• _TO DO_
(a) Translate the following sentence from the Perl forum post into Spanish: "The POSIX::strtod behaves like C's strtod as documented, but apparently, that is not what the operators above use internally."
(b) Extract everything from "# return undef" down to "below yeild warnings." in the Perl forum post, reproducing it character for character.
--- Start of PAGE TEXT ---
Could it be included in the above FAQ?
sub is_numeric {
use warnings;
my $warned = 0;
local $SIG{__WARN__} = sub { $warned = 1;};
# my $bogus = : To avoid compile-time warning:
# 'Useless use of numeric eq (==) in void context'
my $bogus =
$_[0] == 0;
return ($warned) ? 0 : 1;
}
Any more elegant solutions to the need for "my $bogus"? If run with
perl -w it yields a (compile-time?) warning otherwise..
The POSIX::strtod behaves like C's strtod as documented, but
apparently, that is not what the operators above use internally.
Working around quirks like that makes for error prone code, and I'd
like to avoid that...
Peter
--------------- Code that issues warnings ---------------------
#!/usr/bin/perl
use warnings;
sub getnum {
use POSIX qw(strtod);
my $str = shift;
$str =~ s/^\s+//;
$str =~ s/\s+$//;
$! = 0;
# Uncommenting this line makes it work, but I don't
# know what other similar input that would trigger the same
# bug...
# return undef if ($str =~ /^nan$/i);
my($num, $unparsed) = strtod($str);
if (($str eq '') || ($unparsed != 0) || $!) {
return undef;
} else {
return $num;
}
}
sub is_numeric { defined getnum($_[0]) }
my $val = 'nan';
# ALL of the below yeild warnings.
--- End of PAGE TEXT ---
--- Start of MATERIAL ---
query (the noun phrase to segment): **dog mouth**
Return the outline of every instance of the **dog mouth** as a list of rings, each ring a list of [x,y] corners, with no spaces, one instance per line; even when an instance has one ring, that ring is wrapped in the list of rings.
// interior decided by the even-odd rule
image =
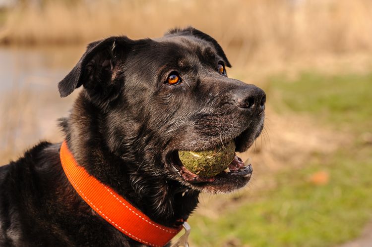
--- End of MATERIAL ---
• _SET OF ANSWERS_
(a) El POSIX::strtod se comporta como el strtod de C, tal como está documentado, pero aparentemente eso no es lo que los operadores de arriba usan internamente.

(b)
# return undef if ($str =~ /^nan$/i);
my($num, $unparsed) = strtod($str);
if (($str eq '') || ($unparsed != 0) || $!) {
return undef;
} else {
return $num;
}
}
sub is_numeric { defined getnum($_[0]) }
my $val = 'nan';
# ALL of the below yeild warnings.